====== Data in this exercise

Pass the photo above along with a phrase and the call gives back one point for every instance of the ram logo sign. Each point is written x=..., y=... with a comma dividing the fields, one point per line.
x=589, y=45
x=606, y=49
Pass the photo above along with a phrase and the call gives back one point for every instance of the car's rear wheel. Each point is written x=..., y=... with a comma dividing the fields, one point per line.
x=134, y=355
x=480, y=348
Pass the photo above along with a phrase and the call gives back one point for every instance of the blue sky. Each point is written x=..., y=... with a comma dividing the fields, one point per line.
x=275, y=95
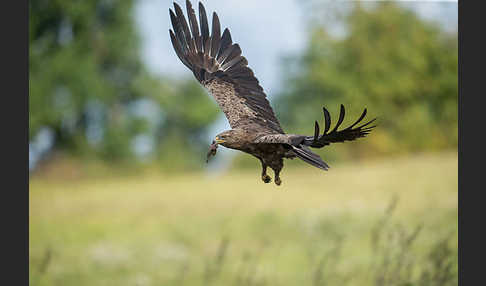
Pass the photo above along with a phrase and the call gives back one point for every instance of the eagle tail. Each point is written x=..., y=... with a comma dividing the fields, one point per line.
x=348, y=134
x=306, y=155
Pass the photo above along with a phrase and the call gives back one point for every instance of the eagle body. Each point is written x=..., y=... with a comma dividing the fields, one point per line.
x=217, y=63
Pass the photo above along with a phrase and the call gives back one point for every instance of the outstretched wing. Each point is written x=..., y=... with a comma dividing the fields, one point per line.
x=218, y=65
x=318, y=141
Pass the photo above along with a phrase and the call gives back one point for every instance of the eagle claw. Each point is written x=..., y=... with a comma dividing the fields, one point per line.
x=212, y=151
x=266, y=179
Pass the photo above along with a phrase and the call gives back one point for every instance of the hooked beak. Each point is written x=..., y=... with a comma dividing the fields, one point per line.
x=218, y=140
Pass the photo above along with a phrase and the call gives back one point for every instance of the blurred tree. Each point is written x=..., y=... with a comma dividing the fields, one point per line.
x=88, y=85
x=402, y=68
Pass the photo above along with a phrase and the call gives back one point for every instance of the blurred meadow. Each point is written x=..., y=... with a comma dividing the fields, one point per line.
x=119, y=190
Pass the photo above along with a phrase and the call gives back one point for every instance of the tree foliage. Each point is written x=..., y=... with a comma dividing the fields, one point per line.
x=89, y=86
x=402, y=68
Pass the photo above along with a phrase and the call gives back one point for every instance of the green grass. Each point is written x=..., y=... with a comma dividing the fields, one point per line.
x=383, y=222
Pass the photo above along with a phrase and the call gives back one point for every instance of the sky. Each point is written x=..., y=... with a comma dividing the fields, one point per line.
x=266, y=30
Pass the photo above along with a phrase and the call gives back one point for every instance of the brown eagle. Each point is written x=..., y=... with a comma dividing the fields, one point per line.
x=218, y=65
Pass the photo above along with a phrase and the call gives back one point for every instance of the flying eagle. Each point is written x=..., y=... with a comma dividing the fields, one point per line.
x=218, y=65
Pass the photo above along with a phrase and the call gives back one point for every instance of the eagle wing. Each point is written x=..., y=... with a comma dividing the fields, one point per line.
x=218, y=65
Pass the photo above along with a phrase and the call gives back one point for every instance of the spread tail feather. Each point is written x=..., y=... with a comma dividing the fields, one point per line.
x=306, y=155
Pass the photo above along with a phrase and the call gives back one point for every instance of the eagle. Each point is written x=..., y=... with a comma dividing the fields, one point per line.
x=217, y=63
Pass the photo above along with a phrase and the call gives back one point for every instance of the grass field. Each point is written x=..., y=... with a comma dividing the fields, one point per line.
x=383, y=222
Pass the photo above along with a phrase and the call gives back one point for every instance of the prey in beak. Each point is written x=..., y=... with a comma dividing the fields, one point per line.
x=218, y=140
x=212, y=150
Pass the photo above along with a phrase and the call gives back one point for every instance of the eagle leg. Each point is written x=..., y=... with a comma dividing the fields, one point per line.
x=212, y=151
x=265, y=178
x=278, y=181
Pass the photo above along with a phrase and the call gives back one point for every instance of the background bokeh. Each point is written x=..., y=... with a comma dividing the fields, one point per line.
x=120, y=193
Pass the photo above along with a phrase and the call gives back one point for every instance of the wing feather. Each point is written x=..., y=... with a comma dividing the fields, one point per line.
x=218, y=64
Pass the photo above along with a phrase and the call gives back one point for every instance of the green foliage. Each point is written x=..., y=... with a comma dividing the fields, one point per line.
x=85, y=73
x=403, y=69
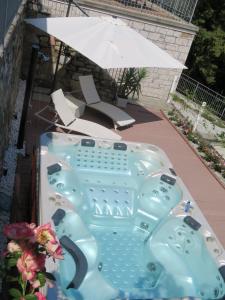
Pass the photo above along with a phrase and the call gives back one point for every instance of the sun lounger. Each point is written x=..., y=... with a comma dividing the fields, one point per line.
x=64, y=112
x=119, y=117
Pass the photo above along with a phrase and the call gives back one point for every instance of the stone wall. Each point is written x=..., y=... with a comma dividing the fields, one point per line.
x=171, y=35
x=10, y=62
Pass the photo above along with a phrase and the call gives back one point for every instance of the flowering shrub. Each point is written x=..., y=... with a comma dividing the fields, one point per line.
x=25, y=257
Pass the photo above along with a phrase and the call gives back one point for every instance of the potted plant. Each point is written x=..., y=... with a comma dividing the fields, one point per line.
x=130, y=85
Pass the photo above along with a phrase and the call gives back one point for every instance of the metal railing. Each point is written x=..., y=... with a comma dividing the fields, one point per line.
x=8, y=9
x=183, y=9
x=200, y=93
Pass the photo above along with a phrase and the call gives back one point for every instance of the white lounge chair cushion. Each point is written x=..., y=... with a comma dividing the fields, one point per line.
x=89, y=90
x=119, y=117
x=66, y=115
x=93, y=129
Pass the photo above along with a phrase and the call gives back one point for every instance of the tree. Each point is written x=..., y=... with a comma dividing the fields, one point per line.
x=206, y=61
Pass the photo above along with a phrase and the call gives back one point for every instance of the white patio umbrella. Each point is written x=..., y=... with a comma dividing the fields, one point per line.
x=107, y=41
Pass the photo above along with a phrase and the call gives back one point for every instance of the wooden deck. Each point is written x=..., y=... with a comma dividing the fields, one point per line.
x=151, y=127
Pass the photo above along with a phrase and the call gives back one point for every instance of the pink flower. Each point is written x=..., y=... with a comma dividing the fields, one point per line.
x=40, y=296
x=29, y=263
x=13, y=247
x=18, y=231
x=44, y=234
x=35, y=283
x=54, y=249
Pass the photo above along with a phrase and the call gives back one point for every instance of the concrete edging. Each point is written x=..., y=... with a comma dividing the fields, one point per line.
x=193, y=150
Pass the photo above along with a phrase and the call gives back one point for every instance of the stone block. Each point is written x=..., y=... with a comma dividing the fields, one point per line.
x=170, y=39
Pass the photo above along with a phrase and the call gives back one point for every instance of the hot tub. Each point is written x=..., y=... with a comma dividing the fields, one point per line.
x=118, y=211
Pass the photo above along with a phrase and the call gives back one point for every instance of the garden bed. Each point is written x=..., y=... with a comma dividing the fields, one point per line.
x=203, y=147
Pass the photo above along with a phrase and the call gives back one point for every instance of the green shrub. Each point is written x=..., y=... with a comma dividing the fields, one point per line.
x=217, y=167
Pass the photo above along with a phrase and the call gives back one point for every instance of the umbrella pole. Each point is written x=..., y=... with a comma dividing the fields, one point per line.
x=60, y=51
x=118, y=88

============

Task goal
Reproduce every entry exactly, but omit each picture.

Written solution
Pass the photo above along with a phrase and the call gives back one point for every instance of the ram logo sign. Each point is written x=..., y=... with a comma dividing the fields, one point per line.
x=589, y=45
x=606, y=49
Pass the photo above along with a phrase and the call gives back one point for every instance of the car's rear wheel. Each point is written x=..., y=... with a comma dividing the fields, one point per line.
x=134, y=355
x=480, y=348
Pass the photo above along with a phrase and the call gives back one point for every instance of the blue sky. Each point is written x=..., y=... with a comma dividing the fields, one point per line.
x=275, y=95
Pass the photo above along with a phrase and the call gives back one point for every instance of the eagle tail. Each point is written x=..., y=... with a comma dividing the fields, one point per line.
x=348, y=134
x=306, y=155
Pass the photo above along with a phrase and the call gives back one point for every instance of the eagle body. Each point is written x=..., y=... with a comma dividing the fields, one point per line.
x=217, y=63
Pass the photo above along with a phrase and the call gives back one point for every instance of the outstretched wing. Each point is written x=..., y=... with a comma dividing the fields, one point per line.
x=218, y=65
x=318, y=141
Pass the photo above along with a phrase and the call gives back one point for every instance of the eagle claw. Each point is written x=..., y=... with a comma dividing the fields, one point per line.
x=212, y=151
x=266, y=179
Pass the photo above along with a phrase and the call gives back one point for every instance of the hooked beak. Each point is written x=..., y=... with a comma dividing the fields, one point per line.
x=218, y=140
Pass the photo above along with a phrase and the call gives back one point for every instance of the blurred tree. Each point is written x=..., y=... with a comma dividing the fields, one point per line.
x=88, y=85
x=402, y=68
Pass the photo above along with a phrase and the call gives back one point for every instance of the blurred meadow. Each point is written x=..., y=... with a comma dividing the fields, one point per line.
x=119, y=190
Pass the photo above along with a phrase and the call gives back one point for every instance of the tree foliage. Each point is written x=..., y=... with a comma dividing the fields, one point per line.
x=89, y=86
x=402, y=68
Pass the photo above along with a phrase and the call gives back one point for every instance of the green grass. Each point is written x=..., y=... with a comma dividing the fields, one point per line.
x=383, y=222
Pass the photo above along with a phrase and the call gives back one point for every instance of the sky. Each point is written x=..., y=... with a comma dividing the fields, one point per line.
x=266, y=30
Pass the photo above along with a phrase and the call gives back one point for every instance of the brown eagle. Each point is written x=..., y=... with a comma dividing the fields, one point per line.
x=218, y=65
Pass the photo above along with a phrase and the call gives back one point for every instance of the flying eagle. Each point is written x=..., y=... with a comma dividing the fields, one point per line.
x=218, y=65
Pass the photo above along with a phrase and the call gives back one point for every instance of the eagle wing. Each point is written x=..., y=... with a comma dividing the fields, one point per line.
x=218, y=65
Pass the photo above along with a phrase and the call gives back one point for every instance of the spread tail feather. Each point is written x=..., y=... with a comma dividing the fields, one point per line.
x=306, y=155
Pass the photo above along with a phrase and the call gives back one point for every instance of the eagle. Each point is written x=..., y=... with a comma dividing the fields, one point per line.
x=217, y=63
Pass the photo above along with a phrase and the call gives back one point for every instance of the grass field. Each point is written x=..., y=... with a comma dividing the fields, one point per line.
x=383, y=222
Pass the photo above along with a phrase and the call gives back one point for every instance of the prey in beak. Each point is written x=..., y=... with a comma dividing the fields, one point per line.
x=218, y=140
x=212, y=150
Pass the photo above along with a phrase and the call gives back one point for every instance of the eagle leg. Each point is written x=..., y=... with a comma dividing the fields, one point per line.
x=212, y=151
x=265, y=178
x=278, y=181
Pass the photo above along with a phrase and the call gives back one point for every instance of the background bokeh. Each point is written x=..., y=... with a comma dividing the fields, one point per line.
x=120, y=193
Pass the photo above along with a phrase and the call gives back one point for every instance of the wing feather. Each point is written x=..., y=... with a comma dividing the fields, one point per line.
x=218, y=64
Pass the photo above along with a phrase and the call gives back one point for every instance of the green foliage. Each point is written x=..., y=... with a comma dividing the fields, one point per line.
x=85, y=73
x=403, y=69
Pass the photo above along with a phrase and the call gives back one point for every instance of the sun lounger. Each point is written x=..., y=... with a comma dividing the fields, one point per line.
x=64, y=112
x=119, y=117
Pass the photo above along with a phrase and the call gives back one point for every instance of the stone wall. Each point is written x=..., y=... with a comma dividing the fields, one point per line.
x=171, y=35
x=10, y=62
Pass the photo above along with a phrase and the call gives back one point for every instance of the flowering shrub. Each point is written x=..., y=... with a comma dividing the fields, one point per line.
x=25, y=257
Pass the photo above along with a phrase and the call gives back one point for every instance of the potted plant. Each point is written x=..., y=... with a comma dividing the fields, one point per line.
x=130, y=85
Pass the photo above along with a phrase and the call gives back one point for every instance of the metal railing. Each point is written x=..., y=... with a comma dividing the fields, one point per line.
x=8, y=9
x=183, y=9
x=200, y=93
Pass the photo above along with a phrase and the call gives back one point for every instance of the white lounge chair cushion. Each point is written x=..., y=... with a comma dividing the fields, one point per line.
x=89, y=90
x=119, y=117
x=66, y=115
x=93, y=129
Pass the photo above along with a phrase and the call gives back one point for every instance of the tree. Each point is written x=..., y=... with a comma dividing the fields, one point per line.
x=206, y=61
Pass the photo above along with a phrase and the call gives back one point for every instance of the white patio umbrella. Each point is written x=..., y=... with a comma dividing the fields, one point per line.
x=107, y=41
Pass the photo above along with a phrase and the call gives back one point for every instance of the wooden deck. Each point is written x=..., y=... with a comma dividing the fields, one point per line.
x=151, y=127
Pass the photo above along with a phrase and the call gives back one point for every instance of the pink flower. Each point is written x=..., y=... with a comma dividing the fields, one point per line.
x=40, y=296
x=29, y=263
x=13, y=247
x=18, y=231
x=44, y=234
x=35, y=283
x=54, y=249
Pass the photo above along with a phrase and the call gives back one point for every instance of the concrete edging. Each point is written x=..., y=... with a comma dividing the fields, one point per line.
x=193, y=150
Pass the photo above along with a phrase and the call gives back one point for every instance of the stone block. Each point is written x=..., y=... with a comma dividing the fields, one point per line.
x=170, y=39
Pass the photo above along with a phrase and the call gives back one point for every instance of the hot tub. Each point is written x=..., y=... with a comma dividing the fields, one point per line.
x=118, y=211
Pass the photo above along with a phrase and the call gives back one point for every instance of the garden bed. Each point is written x=..., y=... with a comma dividing the fields, one point per line.
x=203, y=147
Pass the photo above along with a phrase and the call gives back one point for every instance of the green shrub. Each point is written x=..., y=... with a comma dividing the fields, one point per line.
x=217, y=167
Pass the photo above along with a phrase and the call gives back one point for every instance of the umbrella pole. Each point is written x=..., y=... with a comma dividing the fields, one point per line.
x=60, y=51
x=118, y=88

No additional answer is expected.